### SUPPLIED TEXT:
----------------
The AI Code Quality Study Nobody Wants to Talk About

ByAhmed essyadJanuary 20264 min read

—

The AI Code Quality Study Nobody Wants to Talk About

José Mourinho once said about Messi: "Lionel Messi is like a good porn movie, everybody likes it but in public they deny it."

That's AI coding tools in 2025.

Let's be real about what this study actually shows: they analyzed 470 PRs (320 AI-labeled, 150 human-labeled) and found AI code had 1.7x more issues. But here's what they conveniently glossed over:

The Methodology is Completely Fucked

They're relying on PRs being "labeled" as AI vs human. You know what that means? It means they're trusting that people accurately disclosed when they used AI. In reality, the "human-only" PRs are probably full of Claude and GPT code where someone just hit "regenerate" until it stopped saying "Here's the updated code" at the top, then removed the telltale AI comments.

Half the developers I know use AI constantly but would never label their PR as "AI-generated" because of exactly this kind of stigma. They'll paste code into ChatGPT, get it working, clean up the obvious AI patterns, and commit it as their own. The "human baseline" in this study is almost certainly contaminated with tons of unlabeled AI code.

Which means the actual difference between "honest about using AI" and "lying about using AI" is probably way smaller than 1.7x. Maybe the real finding here is that people who are transparent about their AI usage are the same people who ship faster and care less about obsessive polish before the PR goes up.

They Didn't Normalize for Velocity

AI generates way more code, way faster. If I write 10 lines manually and AI writes 100 lines in the same time, yeah, the AI code might have more total issues. But per unit of developer time? The math might look completely different. They didn't normalize for velocity or output volume.

Sample Size Theater

The 8x performance issues stat is wild. Performance problems appeared "nearly 8x more" in AI code—but they also admit performance issues were a tiny sample size overall. When your denominator is like 5 human cases and 40 AI cases in a 470-PR study, that multiplier becomes meaningless noise.

Confounding Variables Everywhere

"More critical issues" doesn't mean worse outcomes. Maybe AI is just more willing to attempt complex shit that has higher failure modes, while humans play it safe with boring CRUD operations. The report doesn't account for what problems were being solved or how ambitious the changes were. Or maybe people use AI for the hard stuff they don't know how to do, and write trivial code themselves.

Code Review Exists

Nobody's shipping AI code without review. The whole point is that humans review it. If AI code has "3x more readability issues," okay, cool—that's what code review is for. The human catches it before merge. The system is working as designed.

The Circular Logic Problem

And here's the biggest mindfuck: the humans writing that "human-only" code already learned from AI. Everyone's been using Copilot, ChatGPT, and Claude for years now. The patterns you learned, the problems you know how to solve, the architectures you understand—a lot of that came from AI-assisted learning. You think that senior engineer who claims they write everything by hand didn't debug their shit with ChatGPT last week? Come on.

The study is basically comparing "people who admit they use AI" vs "people who use AI but lie about it or don't label it." And somehow we're supposed to believe that's a meaningful comparison.

The Real Agenda

Look, I'm not saying AI code is perfect. Obviously it needs review. Obviously it makes mistakes. But a company that sells AI code review tools publishing a report about how dangerous AI code is feels a lot like a fire extinguisher company funding studies about how flammable everything is.

The real question isn't "does AI code have more issues per PR" but "does AI make developers more productive overall?" And the answer to that is pretty clearly yes, which is why 90%+ of developers are using it—including the ones claiming they don't.
----------------
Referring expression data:
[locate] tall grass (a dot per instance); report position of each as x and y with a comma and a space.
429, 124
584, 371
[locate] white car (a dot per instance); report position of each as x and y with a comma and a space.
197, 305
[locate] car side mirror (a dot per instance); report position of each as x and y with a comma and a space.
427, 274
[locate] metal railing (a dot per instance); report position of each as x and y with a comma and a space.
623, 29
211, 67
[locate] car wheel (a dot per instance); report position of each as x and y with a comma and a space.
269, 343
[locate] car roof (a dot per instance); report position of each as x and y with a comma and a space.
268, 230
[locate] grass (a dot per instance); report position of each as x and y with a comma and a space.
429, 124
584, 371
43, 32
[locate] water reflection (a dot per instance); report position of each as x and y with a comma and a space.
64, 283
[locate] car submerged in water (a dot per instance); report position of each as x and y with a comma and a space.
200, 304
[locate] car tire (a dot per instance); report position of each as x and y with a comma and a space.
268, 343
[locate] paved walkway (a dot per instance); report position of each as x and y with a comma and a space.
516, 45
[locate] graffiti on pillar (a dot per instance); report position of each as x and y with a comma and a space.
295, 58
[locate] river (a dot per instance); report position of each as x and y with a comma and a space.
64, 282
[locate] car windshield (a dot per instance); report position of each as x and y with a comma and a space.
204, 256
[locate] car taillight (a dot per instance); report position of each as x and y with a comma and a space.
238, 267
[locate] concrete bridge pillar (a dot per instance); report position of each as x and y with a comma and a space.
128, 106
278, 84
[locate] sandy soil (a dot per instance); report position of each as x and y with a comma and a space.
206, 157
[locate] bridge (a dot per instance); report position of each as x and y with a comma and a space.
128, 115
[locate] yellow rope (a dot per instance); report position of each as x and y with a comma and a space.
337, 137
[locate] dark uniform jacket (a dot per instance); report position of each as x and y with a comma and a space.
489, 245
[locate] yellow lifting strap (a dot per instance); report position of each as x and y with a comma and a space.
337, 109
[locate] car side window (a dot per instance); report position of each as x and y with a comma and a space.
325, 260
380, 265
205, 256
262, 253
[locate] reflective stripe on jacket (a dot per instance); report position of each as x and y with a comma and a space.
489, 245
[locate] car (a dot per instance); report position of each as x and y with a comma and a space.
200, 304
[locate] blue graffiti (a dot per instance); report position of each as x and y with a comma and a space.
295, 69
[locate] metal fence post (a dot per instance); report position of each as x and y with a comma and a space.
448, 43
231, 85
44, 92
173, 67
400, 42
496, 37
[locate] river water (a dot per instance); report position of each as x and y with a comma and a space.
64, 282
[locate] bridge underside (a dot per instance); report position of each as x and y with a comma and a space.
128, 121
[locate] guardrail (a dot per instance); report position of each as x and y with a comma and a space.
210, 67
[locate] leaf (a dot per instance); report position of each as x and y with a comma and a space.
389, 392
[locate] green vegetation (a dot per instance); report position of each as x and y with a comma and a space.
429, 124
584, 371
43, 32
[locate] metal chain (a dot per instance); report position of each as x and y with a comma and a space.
----------------
### QUESTIONS ON THE MATERIAL:
A. Write out the part of the AI code quality post that begins at the words "Look, I'm not" and stops after "claiming they don't.".
B. Decide whether each statement agrees with the AI code quality post. Answer yes or no for each, quoting the deciding words.
(i) The study included 320 PRs labeled as AI.
(ii) The study normalized its results for velocity.
(iii) The post says AI code is being shipped without review.
C. According to the AI code quality post, how many times more issues did the study find in AI code?

### RESPONSES IN ORDER:
A.
Look, I'm not saying AI code is perfect. Obviously it needs review. Obviously it makes mistakes. But a company that sells AI code review tools publishing a report about how dangerous AI code is feels a lot like a fire extinguisher company funding studies about how flammable everything is.

The real question isn't "does AI code have more issues per PR" but "does AI make developers more productive overall?" And the answer to that is pretty clearly yes, which is why 90%+ of developers are using it—including the ones claiming they don't.

B.
(i) Yes: "470 PRs (320 AI-labeled, 150 human-labeled)"
(ii) No: "They didn't normalize for velocity or output volume."
(iii) No: "Nobody's shipping AI code without review."

C. 1.7 times more issues.